TASK DETAILS: Reproduce the lines from the one containing "panel, it would be much appreciated." through the one containing "98 51 L 171", inclusive, swapping "ceiling panel" for "roof panel" and leaving everything else unchanged.

--- begin ---

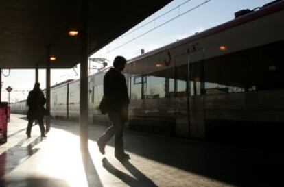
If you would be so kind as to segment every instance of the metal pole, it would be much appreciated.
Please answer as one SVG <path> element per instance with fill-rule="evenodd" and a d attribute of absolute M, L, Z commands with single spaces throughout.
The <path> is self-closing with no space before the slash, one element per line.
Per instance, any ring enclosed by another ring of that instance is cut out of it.
<path fill-rule="evenodd" d="M 0 102 L 1 101 L 2 94 L 2 68 L 0 68 Z"/>
<path fill-rule="evenodd" d="M 80 77 L 80 138 L 83 160 L 88 151 L 88 0 L 83 1 Z"/>
<path fill-rule="evenodd" d="M 38 82 L 38 64 L 36 64 L 36 82 Z"/>
<path fill-rule="evenodd" d="M 51 47 L 47 47 L 47 66 L 46 66 L 46 107 L 47 109 L 50 110 L 50 55 L 51 55 Z M 50 118 L 49 116 L 46 116 L 45 118 L 45 126 L 46 132 L 47 133 L 50 130 Z"/>

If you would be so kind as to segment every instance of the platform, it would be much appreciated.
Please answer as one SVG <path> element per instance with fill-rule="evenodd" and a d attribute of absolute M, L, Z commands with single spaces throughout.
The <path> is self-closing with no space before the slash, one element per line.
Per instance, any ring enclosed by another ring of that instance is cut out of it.
<path fill-rule="evenodd" d="M 0 145 L 0 186 L 279 186 L 281 156 L 176 138 L 126 131 L 129 162 L 113 155 L 113 140 L 99 153 L 106 127 L 88 127 L 84 166 L 79 123 L 52 121 L 47 138 L 38 125 L 27 139 L 25 116 L 12 115 L 8 142 Z M 279 148 L 282 149 L 282 148 Z"/>

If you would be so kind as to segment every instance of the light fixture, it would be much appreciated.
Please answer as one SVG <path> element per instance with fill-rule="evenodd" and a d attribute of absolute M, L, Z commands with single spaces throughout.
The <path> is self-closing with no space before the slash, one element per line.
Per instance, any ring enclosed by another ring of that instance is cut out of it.
<path fill-rule="evenodd" d="M 55 55 L 50 56 L 50 60 L 51 61 L 56 60 L 56 57 Z"/>
<path fill-rule="evenodd" d="M 162 64 L 160 64 L 160 63 L 156 64 L 156 67 L 161 68 L 161 66 L 163 66 Z"/>
<path fill-rule="evenodd" d="M 227 50 L 227 47 L 224 45 L 220 45 L 219 47 L 219 49 L 220 49 L 220 51 L 224 51 Z"/>
<path fill-rule="evenodd" d="M 68 35 L 69 35 L 70 36 L 76 36 L 78 35 L 78 34 L 79 32 L 76 30 L 70 30 L 68 32 Z"/>

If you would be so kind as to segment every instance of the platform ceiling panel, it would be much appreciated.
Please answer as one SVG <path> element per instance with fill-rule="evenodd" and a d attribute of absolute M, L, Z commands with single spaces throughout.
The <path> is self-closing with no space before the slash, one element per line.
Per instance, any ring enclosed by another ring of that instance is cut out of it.
<path fill-rule="evenodd" d="M 80 62 L 82 1 L 0 1 L 0 68 L 45 68 L 47 46 L 57 60 L 51 68 Z M 89 1 L 89 54 L 98 51 L 171 1 Z"/>

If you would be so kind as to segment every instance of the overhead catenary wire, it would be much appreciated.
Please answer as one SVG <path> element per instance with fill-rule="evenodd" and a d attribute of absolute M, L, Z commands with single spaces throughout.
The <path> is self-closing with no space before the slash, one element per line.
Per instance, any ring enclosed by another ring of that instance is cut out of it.
<path fill-rule="evenodd" d="M 198 4 L 198 5 L 196 5 L 196 6 L 195 6 L 195 7 L 193 7 L 193 8 L 191 8 L 191 9 L 187 10 L 187 11 L 185 11 L 185 12 L 183 12 L 182 14 L 178 14 L 178 16 L 175 16 L 175 17 L 174 17 L 174 18 L 171 18 L 171 19 L 169 19 L 169 20 L 168 20 L 167 21 L 165 21 L 164 23 L 163 23 L 158 25 L 158 26 L 156 26 L 156 27 L 155 27 L 150 29 L 149 31 L 147 31 L 147 32 L 144 32 L 144 33 L 143 33 L 143 34 L 137 36 L 137 37 L 135 37 L 135 38 L 132 38 L 131 40 L 129 40 L 128 41 L 127 41 L 127 42 L 124 42 L 124 43 L 123 43 L 123 44 L 121 44 L 121 45 L 120 45 L 119 46 L 117 46 L 117 47 L 115 47 L 115 48 L 114 48 L 114 49 L 113 49 L 111 50 L 108 50 L 108 52 L 106 53 L 105 53 L 105 54 L 104 54 L 104 55 L 102 55 L 101 56 L 104 56 L 106 54 L 108 54 L 108 53 L 111 53 L 111 52 L 113 52 L 113 51 L 115 51 L 115 50 L 117 50 L 117 49 L 122 47 L 123 46 L 124 46 L 126 45 L 128 45 L 128 43 L 130 43 L 130 42 L 132 42 L 132 41 L 134 41 L 134 40 L 135 40 L 141 38 L 141 36 L 144 36 L 144 35 L 145 35 L 145 34 L 148 34 L 148 33 L 150 33 L 150 32 L 152 32 L 152 31 L 154 31 L 154 30 L 155 30 L 155 29 L 158 29 L 158 28 L 159 28 L 159 27 L 162 27 L 163 25 L 165 25 L 165 24 L 167 24 L 169 22 L 171 22 L 171 21 L 174 21 L 174 20 L 179 18 L 180 16 L 183 16 L 183 15 L 185 15 L 185 14 L 187 14 L 187 13 L 189 13 L 189 12 L 191 12 L 191 11 L 193 11 L 193 10 L 196 10 L 196 9 L 197 9 L 197 8 L 201 7 L 201 6 L 202 6 L 203 5 L 209 3 L 211 1 L 211 0 L 206 0 L 204 2 L 203 2 L 203 3 L 200 3 L 200 4 Z"/>
<path fill-rule="evenodd" d="M 149 21 L 148 22 L 147 22 L 147 23 L 145 23 L 143 24 L 142 25 L 139 26 L 139 27 L 135 28 L 135 29 L 132 29 L 132 30 L 130 30 L 130 31 L 129 31 L 128 32 L 126 32 L 126 34 L 124 34 L 121 35 L 121 36 L 119 36 L 119 38 L 117 38 L 117 39 L 122 38 L 123 38 L 123 37 L 125 37 L 125 36 L 128 36 L 128 35 L 130 34 L 131 33 L 133 33 L 133 32 L 136 32 L 136 31 L 137 31 L 137 30 L 140 29 L 141 28 L 142 28 L 142 27 L 145 27 L 145 26 L 146 26 L 146 25 L 147 25 L 150 24 L 151 23 L 154 22 L 154 21 L 156 21 L 157 19 L 158 19 L 158 18 L 161 18 L 161 17 L 164 16 L 165 15 L 167 15 L 167 14 L 169 14 L 169 13 L 171 12 L 172 11 L 174 11 L 174 10 L 176 10 L 176 9 L 178 9 L 178 8 L 180 8 L 182 5 L 185 5 L 186 3 L 187 3 L 188 2 L 191 1 L 191 0 L 187 0 L 187 1 L 185 1 L 185 2 L 183 2 L 182 3 L 181 3 L 181 4 L 178 5 L 177 5 L 176 7 L 175 7 L 175 8 L 172 8 L 172 9 L 171 9 L 171 10 L 168 10 L 168 11 L 167 11 L 167 12 L 165 12 L 164 14 L 161 14 L 161 15 L 158 16 L 158 17 L 154 18 L 154 19 L 152 19 L 152 20 L 151 20 L 151 21 Z"/>

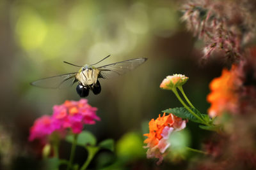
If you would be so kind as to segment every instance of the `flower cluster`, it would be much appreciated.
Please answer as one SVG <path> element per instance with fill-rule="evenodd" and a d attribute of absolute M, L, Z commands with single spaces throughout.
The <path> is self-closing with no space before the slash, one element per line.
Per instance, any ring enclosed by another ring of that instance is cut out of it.
<path fill-rule="evenodd" d="M 148 124 L 149 133 L 144 136 L 148 137 L 144 141 L 147 143 L 145 148 L 148 148 L 147 152 L 147 158 L 158 158 L 157 162 L 159 164 L 163 160 L 163 157 L 167 153 L 166 150 L 170 146 L 170 136 L 173 131 L 180 131 L 186 127 L 186 120 L 175 117 L 172 114 L 165 115 L 165 113 L 161 117 L 152 119 Z"/>
<path fill-rule="evenodd" d="M 94 124 L 100 118 L 96 115 L 97 108 L 92 107 L 87 100 L 66 101 L 64 104 L 53 107 L 52 116 L 44 115 L 35 120 L 30 129 L 29 141 L 39 139 L 47 140 L 54 132 L 63 134 L 67 129 L 73 133 L 80 133 L 85 124 Z"/>
<path fill-rule="evenodd" d="M 172 76 L 168 76 L 163 80 L 160 88 L 165 90 L 172 90 L 177 87 L 183 85 L 187 82 L 188 77 L 180 74 L 173 74 Z"/>
<path fill-rule="evenodd" d="M 255 30 L 252 13 L 244 1 L 200 0 L 184 6 L 182 19 L 205 41 L 204 59 L 214 51 L 229 60 L 241 59 L 241 48 L 252 39 Z"/>
<path fill-rule="evenodd" d="M 236 65 L 233 65 L 230 71 L 224 69 L 221 76 L 210 83 L 211 92 L 207 100 L 211 104 L 208 110 L 211 117 L 221 115 L 224 111 L 236 113 L 237 110 L 237 90 L 243 83 L 237 69 Z"/>

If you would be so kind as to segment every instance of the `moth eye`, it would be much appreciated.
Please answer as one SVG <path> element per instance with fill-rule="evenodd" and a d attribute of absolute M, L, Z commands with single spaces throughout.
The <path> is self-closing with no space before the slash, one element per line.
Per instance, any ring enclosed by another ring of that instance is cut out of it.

--- end ---

THE COMPLETED TASK:
If you would be so kind as to segment every instance of the platform roof panel, it would be much appreciated.
Please answer as one SVG <path> element per instance with fill-rule="evenodd" and a d attribute of absolute M, L, Z commands with single spaces throughout.
The <path> is self-closing with no space before the slash, one element per line.
Per instance, any ring enclosed by another ring of that instance is cut out of it.
<path fill-rule="evenodd" d="M 80 62 L 82 1 L 0 1 L 0 68 L 45 68 L 47 46 L 57 60 L 51 68 Z M 89 1 L 89 54 L 98 51 L 171 1 Z"/>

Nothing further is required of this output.